• **Exercise**:
Express the rows below as a Markdown table with the columns "No." and "Text", from the line containing "of the monument" through the end of the rows, both ends included. Number each line and leave out any blank lines.

(Records from a dataset)
↓
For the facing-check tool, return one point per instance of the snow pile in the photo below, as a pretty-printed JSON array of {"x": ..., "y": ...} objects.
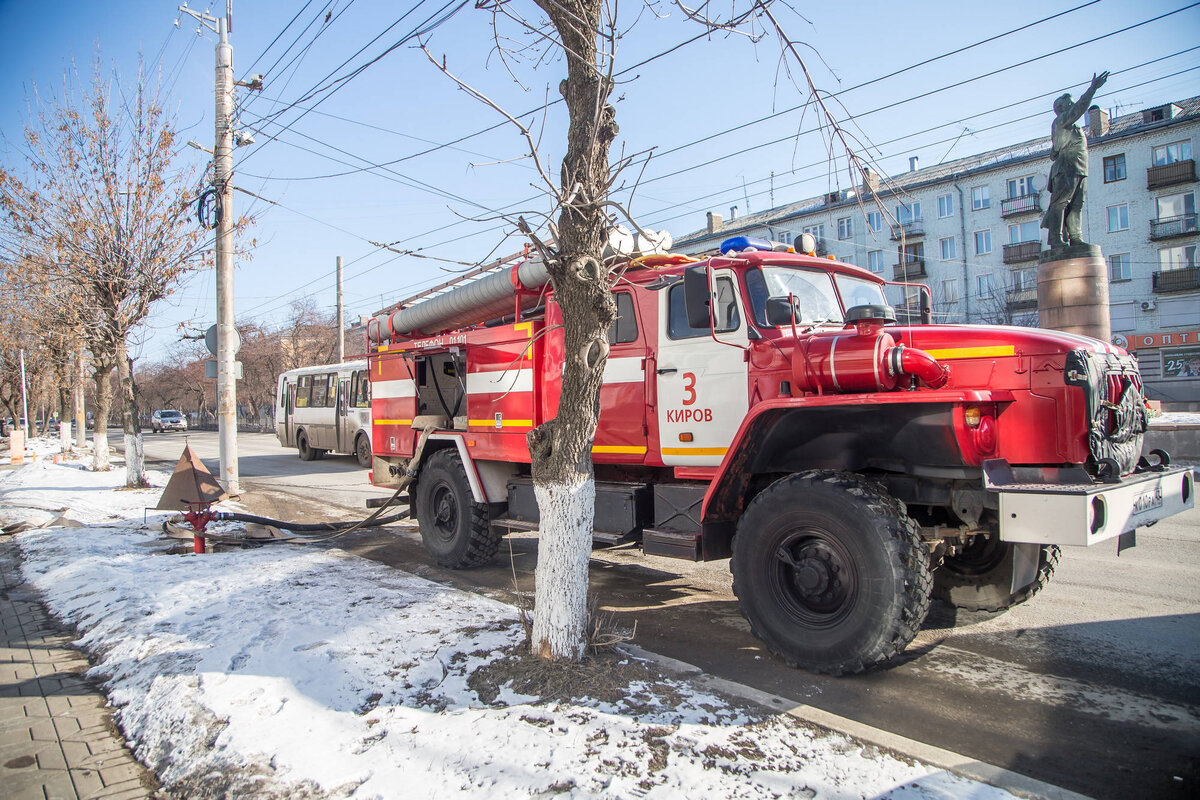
[{"x": 292, "y": 671}]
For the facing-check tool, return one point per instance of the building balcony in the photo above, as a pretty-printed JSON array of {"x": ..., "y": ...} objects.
[
  {"x": 909, "y": 229},
  {"x": 1181, "y": 172},
  {"x": 1012, "y": 206},
  {"x": 1183, "y": 280},
  {"x": 1025, "y": 251},
  {"x": 1171, "y": 227},
  {"x": 909, "y": 269},
  {"x": 1023, "y": 299}
]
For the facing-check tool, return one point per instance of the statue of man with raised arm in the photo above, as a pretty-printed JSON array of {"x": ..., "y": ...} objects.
[{"x": 1068, "y": 173}]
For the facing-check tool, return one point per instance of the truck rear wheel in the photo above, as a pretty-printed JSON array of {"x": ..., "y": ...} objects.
[
  {"x": 831, "y": 572},
  {"x": 981, "y": 577},
  {"x": 455, "y": 529}
]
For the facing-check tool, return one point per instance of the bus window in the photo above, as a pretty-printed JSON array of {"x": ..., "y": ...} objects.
[
  {"x": 304, "y": 391},
  {"x": 319, "y": 391},
  {"x": 361, "y": 391}
]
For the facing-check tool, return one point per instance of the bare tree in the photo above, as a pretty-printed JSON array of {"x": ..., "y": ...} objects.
[
  {"x": 573, "y": 239},
  {"x": 101, "y": 192}
]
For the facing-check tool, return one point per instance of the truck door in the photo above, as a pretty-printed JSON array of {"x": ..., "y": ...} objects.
[
  {"x": 702, "y": 376},
  {"x": 622, "y": 433}
]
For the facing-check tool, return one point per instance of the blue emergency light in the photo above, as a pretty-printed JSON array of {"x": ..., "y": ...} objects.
[{"x": 739, "y": 244}]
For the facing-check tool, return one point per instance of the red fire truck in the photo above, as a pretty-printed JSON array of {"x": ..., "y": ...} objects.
[{"x": 763, "y": 405}]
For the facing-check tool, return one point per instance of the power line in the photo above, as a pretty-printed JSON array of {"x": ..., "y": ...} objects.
[{"x": 431, "y": 23}]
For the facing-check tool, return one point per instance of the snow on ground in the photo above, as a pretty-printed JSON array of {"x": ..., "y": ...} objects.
[{"x": 298, "y": 672}]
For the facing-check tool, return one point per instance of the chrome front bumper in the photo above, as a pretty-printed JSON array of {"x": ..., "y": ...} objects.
[{"x": 1066, "y": 506}]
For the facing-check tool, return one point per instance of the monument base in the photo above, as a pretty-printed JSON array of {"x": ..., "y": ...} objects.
[{"x": 1073, "y": 292}]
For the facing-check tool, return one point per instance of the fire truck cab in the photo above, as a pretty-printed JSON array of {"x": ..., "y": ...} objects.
↑
• **Written response**:
| No. | Text |
|---|---|
| 1 | For the facing-check tool, return one point per instance of the monument base in the photo above, as a pretty-printed JSON array of {"x": ..., "y": ...} objects. |
| 2 | [{"x": 1073, "y": 292}] |
| 3 | For the facing-check tool, return one point per instance of the fire truck cab in the photo above, as a pretty-printed JSON array of {"x": ..., "y": ...} objects. |